* [PROBLEM DESCRIPTION]:
Render the rows below as a single numbered list, one line per entry, omitting any blank lines.

* [MATERIAL FOR THIS TASK]:
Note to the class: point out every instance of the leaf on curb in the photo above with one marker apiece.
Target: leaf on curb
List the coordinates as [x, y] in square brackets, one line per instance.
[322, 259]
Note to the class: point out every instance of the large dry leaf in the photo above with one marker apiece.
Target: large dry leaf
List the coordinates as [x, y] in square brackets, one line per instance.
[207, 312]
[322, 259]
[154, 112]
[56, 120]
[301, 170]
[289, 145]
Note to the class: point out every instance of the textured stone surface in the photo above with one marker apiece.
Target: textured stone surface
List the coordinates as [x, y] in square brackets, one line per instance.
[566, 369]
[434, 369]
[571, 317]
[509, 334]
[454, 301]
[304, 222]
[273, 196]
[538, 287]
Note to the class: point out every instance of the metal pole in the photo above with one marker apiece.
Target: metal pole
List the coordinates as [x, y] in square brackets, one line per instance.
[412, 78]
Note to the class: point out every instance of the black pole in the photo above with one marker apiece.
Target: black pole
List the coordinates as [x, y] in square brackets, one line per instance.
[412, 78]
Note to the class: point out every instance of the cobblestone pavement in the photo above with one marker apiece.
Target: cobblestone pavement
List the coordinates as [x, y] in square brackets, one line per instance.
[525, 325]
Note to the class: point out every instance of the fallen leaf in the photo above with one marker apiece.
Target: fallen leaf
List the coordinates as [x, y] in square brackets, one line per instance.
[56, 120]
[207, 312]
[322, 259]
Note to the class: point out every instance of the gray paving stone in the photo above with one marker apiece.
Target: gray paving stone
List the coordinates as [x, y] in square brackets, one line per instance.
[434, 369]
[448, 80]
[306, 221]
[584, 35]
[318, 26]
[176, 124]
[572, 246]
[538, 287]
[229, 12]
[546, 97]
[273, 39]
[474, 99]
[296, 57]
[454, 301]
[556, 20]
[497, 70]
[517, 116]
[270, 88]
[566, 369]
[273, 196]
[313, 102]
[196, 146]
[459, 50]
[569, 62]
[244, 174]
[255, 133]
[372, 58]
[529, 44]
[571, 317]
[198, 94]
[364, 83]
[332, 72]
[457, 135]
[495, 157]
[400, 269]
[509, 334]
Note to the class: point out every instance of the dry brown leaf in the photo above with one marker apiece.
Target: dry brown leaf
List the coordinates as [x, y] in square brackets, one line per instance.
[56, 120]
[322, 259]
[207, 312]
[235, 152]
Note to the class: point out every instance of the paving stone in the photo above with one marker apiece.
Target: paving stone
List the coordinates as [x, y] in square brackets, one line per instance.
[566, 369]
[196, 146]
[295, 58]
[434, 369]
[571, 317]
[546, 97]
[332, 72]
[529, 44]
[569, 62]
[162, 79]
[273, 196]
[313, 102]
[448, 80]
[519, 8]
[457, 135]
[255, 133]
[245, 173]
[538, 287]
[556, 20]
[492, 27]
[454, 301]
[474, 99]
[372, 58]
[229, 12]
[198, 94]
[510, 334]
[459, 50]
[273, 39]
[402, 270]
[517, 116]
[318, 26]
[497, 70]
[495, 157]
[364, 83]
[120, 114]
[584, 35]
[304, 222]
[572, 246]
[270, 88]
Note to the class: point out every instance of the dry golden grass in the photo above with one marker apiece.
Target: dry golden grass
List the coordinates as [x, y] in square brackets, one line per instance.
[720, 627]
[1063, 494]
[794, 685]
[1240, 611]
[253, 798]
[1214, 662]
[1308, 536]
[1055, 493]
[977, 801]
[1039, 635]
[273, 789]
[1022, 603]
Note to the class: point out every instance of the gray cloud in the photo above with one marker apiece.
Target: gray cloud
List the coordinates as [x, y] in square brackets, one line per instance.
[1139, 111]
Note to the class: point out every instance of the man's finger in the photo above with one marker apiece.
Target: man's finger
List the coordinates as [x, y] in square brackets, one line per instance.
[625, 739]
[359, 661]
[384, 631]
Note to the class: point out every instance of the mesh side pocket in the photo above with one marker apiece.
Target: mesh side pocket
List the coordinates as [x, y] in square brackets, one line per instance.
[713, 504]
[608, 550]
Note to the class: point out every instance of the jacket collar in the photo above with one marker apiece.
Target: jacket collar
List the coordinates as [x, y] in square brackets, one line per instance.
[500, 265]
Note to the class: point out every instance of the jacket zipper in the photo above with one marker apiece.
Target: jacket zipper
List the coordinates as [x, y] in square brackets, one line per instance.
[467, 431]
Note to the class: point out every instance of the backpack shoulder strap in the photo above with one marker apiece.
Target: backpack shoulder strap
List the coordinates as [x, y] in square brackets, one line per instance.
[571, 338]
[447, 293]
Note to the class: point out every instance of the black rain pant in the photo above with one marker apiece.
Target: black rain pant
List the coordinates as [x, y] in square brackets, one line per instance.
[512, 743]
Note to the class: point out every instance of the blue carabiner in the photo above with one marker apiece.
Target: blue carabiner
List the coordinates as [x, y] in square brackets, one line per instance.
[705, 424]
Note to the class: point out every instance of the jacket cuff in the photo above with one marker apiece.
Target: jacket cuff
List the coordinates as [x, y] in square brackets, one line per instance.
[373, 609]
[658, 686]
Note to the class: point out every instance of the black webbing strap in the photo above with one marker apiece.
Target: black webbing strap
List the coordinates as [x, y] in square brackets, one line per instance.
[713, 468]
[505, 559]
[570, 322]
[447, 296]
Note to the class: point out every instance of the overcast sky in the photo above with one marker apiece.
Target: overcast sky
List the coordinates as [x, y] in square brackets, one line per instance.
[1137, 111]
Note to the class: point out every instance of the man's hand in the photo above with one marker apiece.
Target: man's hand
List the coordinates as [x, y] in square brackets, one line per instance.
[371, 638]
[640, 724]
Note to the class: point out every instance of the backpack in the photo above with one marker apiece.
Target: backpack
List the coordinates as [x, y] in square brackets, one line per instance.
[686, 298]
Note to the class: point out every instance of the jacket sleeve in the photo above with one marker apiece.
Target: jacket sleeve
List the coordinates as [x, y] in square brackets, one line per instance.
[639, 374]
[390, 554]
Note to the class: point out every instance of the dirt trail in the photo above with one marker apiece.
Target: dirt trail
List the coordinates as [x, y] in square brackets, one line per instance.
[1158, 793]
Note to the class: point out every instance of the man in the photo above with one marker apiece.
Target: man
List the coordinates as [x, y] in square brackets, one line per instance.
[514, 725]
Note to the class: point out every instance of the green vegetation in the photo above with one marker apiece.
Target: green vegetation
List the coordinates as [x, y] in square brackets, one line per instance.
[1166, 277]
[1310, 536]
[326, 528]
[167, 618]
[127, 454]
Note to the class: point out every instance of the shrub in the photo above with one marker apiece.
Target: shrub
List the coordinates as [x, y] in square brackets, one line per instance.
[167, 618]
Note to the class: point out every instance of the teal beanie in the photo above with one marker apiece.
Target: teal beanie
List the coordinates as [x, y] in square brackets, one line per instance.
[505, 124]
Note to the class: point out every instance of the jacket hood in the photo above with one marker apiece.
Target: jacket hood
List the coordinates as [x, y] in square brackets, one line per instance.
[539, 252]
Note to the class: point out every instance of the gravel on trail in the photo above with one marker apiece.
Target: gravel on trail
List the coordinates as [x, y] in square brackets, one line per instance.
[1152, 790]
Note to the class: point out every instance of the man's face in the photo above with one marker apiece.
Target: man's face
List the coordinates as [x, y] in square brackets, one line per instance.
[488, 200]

* [RESPONSE FOR THIS EXERCISE]:
1. Note to the class: point out every instance of the leaf on curb in the photo above with one marker apiece.
2. Target: leaf on curb
3. List the coordinates as [x, y] in square brackets, one line per instance.
4. [322, 259]
5. Note to the class: point out every instance of the large dry leaf in the photo above with one marker apiece.
6. Target: large dry leaf
7. List the coordinates as [x, y] in square brackets, one line per instance.
8. [207, 312]
9. [322, 259]
10. [154, 112]
11. [56, 120]
12. [301, 170]
13. [289, 145]
14. Note to the class: point out every instance of the textured stone surface in the photo above with one marker apiece.
15. Target: textured stone surface
16. List the coordinates as [x, y] in square brackets, one line per instance.
17. [566, 369]
18. [434, 369]
19. [571, 317]
20. [509, 334]
21. [454, 301]
22. [304, 222]
23. [273, 196]
24. [538, 287]
25. Note to the class: point out every instance of the metal pole in the photo above with one marker apiece.
26. Target: metal pole
27. List the coordinates as [x, y] in square brackets, one line per instance.
28. [412, 78]
29. Note to the class: point out every instance of the black pole in the photo above with one marker apiece.
30. Target: black pole
31. List the coordinates as [x, y] in square brackets, one line per instance.
32. [412, 78]
33. Note to the class: point out every instance of the cobblestone pavement in the photo above with one marker apiece.
34. Target: cobblestone pavement
35. List the coordinates as [x, y] in square brackets, one line per instance.
36. [525, 325]
37. Note to the class: point out every instance of the fallen leaf in the photo above with one marker apiece.
38. Target: fallen leaf
39. List the coordinates as [x, y] in square brackets, one line per instance.
40. [56, 120]
41. [207, 312]
42. [322, 259]
43. Note to the class: point out every instance of the gray paving stone in the photo above with one marker apiece.
44. Target: gray paving stone
45. List the coordinates as [x, y] in square brackets, one line per instance.
46. [434, 369]
47. [448, 80]
48. [306, 221]
49. [584, 35]
50. [318, 26]
51. [176, 124]
52. [572, 246]
53. [538, 287]
54. [229, 12]
55. [546, 97]
56. [273, 39]
57. [474, 99]
58. [296, 57]
59. [454, 301]
60. [556, 20]
61. [497, 70]
62. [517, 116]
63. [270, 88]
64. [566, 369]
65. [273, 196]
66. [313, 102]
67. [196, 146]
68. [459, 50]
69. [569, 62]
70. [244, 174]
71. [255, 133]
72. [372, 58]
73. [529, 44]
74. [571, 317]
75. [198, 94]
76. [364, 83]
77. [332, 72]
78. [457, 135]
79. [495, 157]
80. [400, 269]
81. [509, 334]
82. Note to the class: point out every instance of the dry brown leaf in the photo above with one marker apiece.
83. Target: dry brown leaf
84. List the coordinates as [x, y] in square brackets, one line per instance.
85. [56, 120]
86. [322, 259]
87. [207, 312]
88. [235, 152]
89. Note to the class: point out every instance of the paving stone in the photo above with one marker apiece.
90. Target: paving stone
91. List the coordinates as [x, y] in square brackets, one line per instance.
92. [566, 369]
93. [196, 146]
94. [295, 58]
95. [434, 369]
96. [571, 317]
97. [546, 97]
98. [332, 72]
99. [529, 44]
100. [569, 62]
101. [162, 79]
102. [273, 196]
103. [313, 102]
104. [448, 80]
105. [519, 8]
106. [457, 135]
107. [255, 133]
108. [245, 173]
109. [538, 287]
110. [556, 20]
111. [492, 27]
112. [454, 301]
113. [474, 99]
114. [372, 58]
115. [229, 12]
116. [198, 94]
117. [510, 334]
118. [459, 50]
119. [273, 39]
120. [402, 270]
121. [517, 116]
122. [318, 26]
123. [497, 70]
124. [495, 157]
125. [364, 83]
126. [120, 114]
127. [584, 35]
128. [304, 222]
129. [572, 246]
130. [270, 88]
131. Note to the class: point out every instance of the dry golden grass in the photo above with one marker apiece.
132. Target: dry golden grass
133. List the coordinates as [x, y] in square brackets, one line per instance.
134. [720, 627]
135. [1063, 494]
136. [794, 685]
137. [1240, 611]
138. [253, 798]
139. [1214, 662]
140. [1308, 536]
141. [1055, 493]
142. [977, 801]
143. [1039, 635]
144. [273, 789]
145. [1022, 603]
146. Note to the class: point out every instance of the gray cloud in the photo above with one marker apiece.
147. Target: gray cloud
148. List the coordinates as [x, y] in square brackets, one line per instance.
149. [1139, 111]
150. Note to the class: point out every instance of the man's finger in the photo above with one marker apiece.
151. Target: man's finger
152. List the coordinates as [x, y] in square brackets, one line per instance.
153. [625, 739]
154. [359, 661]
155. [384, 631]
156. Note to the class: point out every instance of the mesh side pocket in the photo above with one marker apiece.
157. Target: mesh side pocket
158. List the coordinates as [x, y] in square brackets, one line per instance.
159. [713, 504]
160. [608, 550]
161. Note to the class: point out every instance of the jacket collar in the photo above with one marker apiece.
162. Target: jacket collar
163. List the coordinates as [x, y] in square brackets, one line per instance.
164. [500, 265]
165. Note to the class: point out every instance of the jacket zipper in the photo above with one marker apiece.
166. Target: jacket zipper
167. List the coordinates as [x, y] in square brackets, one line per instance.
168. [467, 431]
169. Note to the class: point out every instance of the backpack shoulder strap in the photo above with one marker apiece.
170. Target: backpack shoulder strap
171. List the coordinates as [x, y] in square brackets, one line per instance.
172. [571, 338]
173. [447, 293]
174. Note to the class: point out every instance of the black rain pant in the photo above with one marker apiece.
175. Target: black rain pant
176. List the coordinates as [x, y] in square brackets, one line per instance.
177. [512, 743]
178. Note to the class: point out every instance of the blue carabiner in the photo above with one marker apiece.
179. Target: blue carabiner
180. List the coordinates as [x, y] in square brackets, one line per instance.
181. [705, 424]
182. Note to the class: point out every instance of the jacket cuff in the photo above with one marker apiece.
183. Target: jacket cuff
184. List the coordinates as [x, y] in square brackets, one line per instance.
185. [373, 609]
186. [658, 686]
187. Note to the class: point out every instance of the black webbing strap in the photo above with one marker apiece.
188. Target: black webbing strap
189. List the coordinates as [x, y] in square brackets, one line per instance.
190. [713, 468]
191. [505, 559]
192. [570, 322]
193. [447, 296]
194. Note to the class: point out every instance of the overcast sky in the photo above with one marker apiece.
195. Target: overcast sky
196. List the coordinates as [x, y] in square brackets, one line per instance.
197. [1137, 111]
198. Note to the class: point out every instance of the man's hand in the photo above with one marker apiece.
199. Target: man's hand
200. List the coordinates as [x, y] in square brackets, one line per instance.
201. [371, 638]
202. [640, 724]
203. Note to the class: point out every instance of the backpack in the photo above with one marker apiece.
204. Target: backpack
205. List the coordinates as [x, y] in square brackets, one line per instance.
206. [686, 298]
207. Note to the class: point out every instance of the jacket sleeve in the photo above with one marker apiece.
208. Target: jacket sleeve
209. List the coordinates as [x, y] in square brackets, one line per instance.
210. [639, 374]
211. [390, 554]
212. Note to the class: point out every instance of the dirt trail in the photo above with one marker apiece.
213. Target: dirt trail
214. List the coordinates as [x, y] in square brackets, one line per instance.
215. [1158, 793]
216. Note to the class: point out every instance of the man in the photo above with one marker apiece.
217. Target: man
218. List the coordinates as [x, y] in square brackets, one line per instance.
219. [514, 725]
220. Note to the class: point out every instance of the green vegetation in the photo above with one marker apiece.
221. Target: green vegetation
222. List the coordinates as [x, y] in square brackets, one line per instance.
223. [1166, 277]
224. [1310, 536]
225. [326, 528]
226. [167, 618]
227. [127, 454]
228. Note to the class: point out every instance of the shrub in the photo above with one marker apiece.
229. Target: shrub
230. List the coordinates as [x, y] in square brackets, one line per instance.
231. [167, 618]
232. Note to the class: point out every instance of the teal beanie in the photo above with one marker apiece.
233. Target: teal beanie
234. List the coordinates as [x, y] in square brackets, one line per instance.
235. [505, 124]
236. Note to the class: point out every instance of the jacket hood in the photo above with one marker apiece.
237. Target: jacket hood
238. List the coordinates as [x, y] in square brackets, one line per instance.
239. [539, 252]
240. Note to the class: point out every instance of the gravel on trail in the photo above with one marker apiece.
241. Target: gravel on trail
242. List the coordinates as [x, y] in square brackets, one line per instance.
243. [1152, 790]
244. Note to the class: point out every instance of the man's face in the photo above with one marker apiece.
245. Target: man's face
246. List the coordinates as [x, y] in square brackets, one line per instance.
247. [488, 200]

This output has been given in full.